* [Short task] Can you retype the following listing word for word, leaving every line unchanged?

──────

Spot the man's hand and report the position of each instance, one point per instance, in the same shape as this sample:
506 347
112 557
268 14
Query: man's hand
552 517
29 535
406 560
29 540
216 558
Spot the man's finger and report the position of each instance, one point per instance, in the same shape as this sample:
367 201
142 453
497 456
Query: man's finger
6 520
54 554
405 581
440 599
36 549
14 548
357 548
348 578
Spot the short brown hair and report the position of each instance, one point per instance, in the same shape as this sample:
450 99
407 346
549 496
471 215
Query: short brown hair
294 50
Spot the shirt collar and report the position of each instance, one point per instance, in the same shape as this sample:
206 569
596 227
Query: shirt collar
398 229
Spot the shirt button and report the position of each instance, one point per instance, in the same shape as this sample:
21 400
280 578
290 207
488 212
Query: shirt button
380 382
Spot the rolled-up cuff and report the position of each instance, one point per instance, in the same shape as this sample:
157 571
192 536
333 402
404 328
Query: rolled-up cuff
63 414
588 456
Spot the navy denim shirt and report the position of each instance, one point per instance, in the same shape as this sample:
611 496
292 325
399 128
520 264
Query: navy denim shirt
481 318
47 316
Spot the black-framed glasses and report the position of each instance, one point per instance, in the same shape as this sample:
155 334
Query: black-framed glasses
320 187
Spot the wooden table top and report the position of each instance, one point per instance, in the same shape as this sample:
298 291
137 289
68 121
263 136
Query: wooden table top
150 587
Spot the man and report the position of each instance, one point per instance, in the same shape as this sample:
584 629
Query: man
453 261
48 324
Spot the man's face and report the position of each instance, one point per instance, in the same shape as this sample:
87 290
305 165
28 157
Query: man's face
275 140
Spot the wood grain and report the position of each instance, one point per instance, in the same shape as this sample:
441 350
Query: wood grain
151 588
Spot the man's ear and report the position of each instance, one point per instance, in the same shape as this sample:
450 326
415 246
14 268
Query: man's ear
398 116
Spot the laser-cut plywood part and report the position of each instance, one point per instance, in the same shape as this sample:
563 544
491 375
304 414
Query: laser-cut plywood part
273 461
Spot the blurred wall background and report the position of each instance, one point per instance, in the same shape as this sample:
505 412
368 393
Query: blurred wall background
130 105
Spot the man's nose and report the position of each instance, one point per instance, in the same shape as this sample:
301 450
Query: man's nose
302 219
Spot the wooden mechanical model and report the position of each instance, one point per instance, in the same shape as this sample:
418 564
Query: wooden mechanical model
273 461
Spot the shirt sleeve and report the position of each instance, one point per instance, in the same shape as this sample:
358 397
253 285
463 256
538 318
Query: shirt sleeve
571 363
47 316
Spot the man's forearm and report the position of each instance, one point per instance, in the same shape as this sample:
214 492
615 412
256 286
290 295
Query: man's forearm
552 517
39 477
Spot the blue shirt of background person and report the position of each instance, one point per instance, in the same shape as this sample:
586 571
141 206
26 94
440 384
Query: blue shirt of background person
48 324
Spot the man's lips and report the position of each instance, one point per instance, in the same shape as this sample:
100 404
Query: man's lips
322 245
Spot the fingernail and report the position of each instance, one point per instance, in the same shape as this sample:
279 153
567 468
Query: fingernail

──────

* [Exercise solution]
Spot the man's hand and report the position of each instance, one point per instance, in the same shape as this sample:
506 347
112 557
268 14
Query: man's hand
552 517
29 535
406 560
29 540
216 558
Spot the man's finger and report the position of each instance, one point per instance, in the same shape as this sample:
367 201
142 453
497 456
Query: man's finger
6 520
54 554
405 581
440 599
36 549
14 548
357 548
348 578
Spot the short brown hair and report the position of each instance, one point per instance, in the same shape as this sample:
450 99
407 346
549 496
471 215
Query: short brown hair
294 50
Spot the shirt collar and report the position of each instance, one point per instance, in the same shape as this sample:
206 569
596 227
Query: shirt collar
398 229
Spot the shirt button and report the position of each instance, one point per instance, in the same shape as this sample:
21 400
280 578
290 207
488 212
Query: shirt button
380 382
Spot the rolled-up cuff and report the position of each instance, one point per instance, in the same shape as this sample:
157 571
192 536
333 402
404 328
Query: rolled-up cuff
63 414
588 456
Spot the navy denim shirt and report the position of each instance, one point per instance, in the same shape as this sample:
611 496
292 325
399 128
520 264
Query: navy denim shirt
481 318
47 316
Spot the black-framed glasses and report the position of each instance, one point per instance, in the same shape as this sample:
155 334
Query: black-framed glasses
320 187
Spot the wooden table top and report the position of each instance, one point per instance, in the same shape as this sample:
298 291
137 289
68 121
263 136
Query: wooden table top
150 587
Spot the man and report the position of each instance, one point per instance, in the same shape as this sample:
584 629
Query: man
453 261
48 324
Spot the man's face and report the position of each instance, one point per instance, in the same shape as this sample:
87 290
305 165
28 157
Query: man's face
275 140
Spot the wood grain and report the position of each instance, one point per instance, in the same shape as this sample:
441 350
Query: wood grain
151 588
Spot the man's ear and report the position of each instance, one point per instance, in the same shape as this sample:
450 326
415 246
14 268
Query: man's ear
398 116
Spot the laser-cut plywood part and report the position of each instance, one point per instance, in the same shape as this sample:
563 544
491 375
304 414
Query: laser-cut plywood part
273 461
Spot the blurred wall background and report the position of each instance, one point per instance, in the same shape as this sample:
505 412
368 393
Query: blurred wall background
130 105
Spot the man's nose and report the position of each instance, one point per instance, in the same shape as this sample:
301 450
Query: man's nose
302 219
Spot the wooden mechanical model and report the position of each instance, one point per instance, in the same shape as this sample:
418 564
Query: wooden mechanical model
273 461
Spot the shirt sleeve and report the position of each instance, one point per instance, in the same shape as this sample:
358 397
253 285
463 256
538 318
Query: shirt sleeve
571 363
47 316
Spot the man's forearm and report the position of each instance, one point per instance, in the same shape as this sample:
214 492
615 412
256 286
290 295
Query: man's forearm
552 517
39 477
Spot the blue shirt of background person and report the position of each instance, one point per instance, in the same shape as this sample:
586 571
141 206
26 94
440 384
Query: blue shirt of background person
48 324
Spot the man's lips and report the position of each instance, one point per instance, in the same shape as this sample:
100 404
Query: man's lips
322 245
Spot the fingernail and report the position of each instance, one point per instance, in the same shape as this sample:
279 153
567 468
Query: fingernail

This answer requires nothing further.